= CONSIGNE A =
Répondez aux questions suivantes sur le texte à lire.
(i) Quel éditeur a publié Les rives identitaires, et en quelle année ?
(ii) Que reconstruit-on en racontant ?
(iii) Que s'invente-t-on en confrontant le présent au passé ?

Leïla Houari, Les rives identitaires, Paris, L'Harmattan, 2011.
Crise d’identité, perte des repères: la vie s’effondre en soi et autour de soi. Comment émerger du vide quand la douleur de l’absence le creuse ? Vers quels rivages porter son regard dans une nuit où tout se dérobe ?
La magie des mots, que l’on aligne, que l’on prononce et qui prennent vie, force les dédales de la mémoire, compare souvenirs et réalités. En racontant, on reconstruit le passé qui vient de sombrer, en y confrontant le présent on s’invente un futur; on tente d’ouvrir à nouveau les yeux sur une rive et puis sur l’autre.

= DONNÉES ENREGISTRÉES =

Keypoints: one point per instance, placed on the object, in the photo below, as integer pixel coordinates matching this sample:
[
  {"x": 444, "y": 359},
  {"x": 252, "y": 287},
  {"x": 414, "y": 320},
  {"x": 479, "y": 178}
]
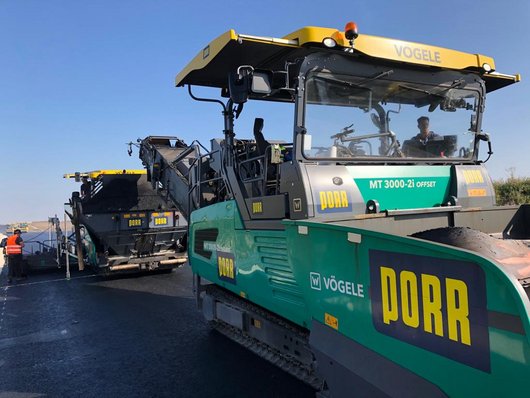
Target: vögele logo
[{"x": 315, "y": 280}]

= CONSIGNE B =
Réécrivez toutes les lignes des enregistrements sous forme de tableau Markdown à deux colonnes, « N° » pour le numéro de rang et « Ligne » pour la ligne, sans les lignes vides. Laissez les images en dehors de votre réponse.

= RÉPONSE RÉDIGÉE A =
(i) L'Harmattan, en 2011.
(ii) Le passé qui vient de sombrer.
(iii) Un futur.

= RÉPONSE RÉDIGÉE B =
| N° | Ligne |
|---|---|
| 1 | Keypoints: one point per instance, placed on the object, in the photo below, as integer pixel coordinates matching this sample: |
| 2 | [ |
| 3 |   {"x": 444, "y": 359}, |
| 4 |   {"x": 252, "y": 287}, |
| 5 |   {"x": 414, "y": 320}, |
| 6 |   {"x": 479, "y": 178} |
| 7 | ] |
| 8 | Target: vögele logo |
| 9 | [{"x": 315, "y": 280}] |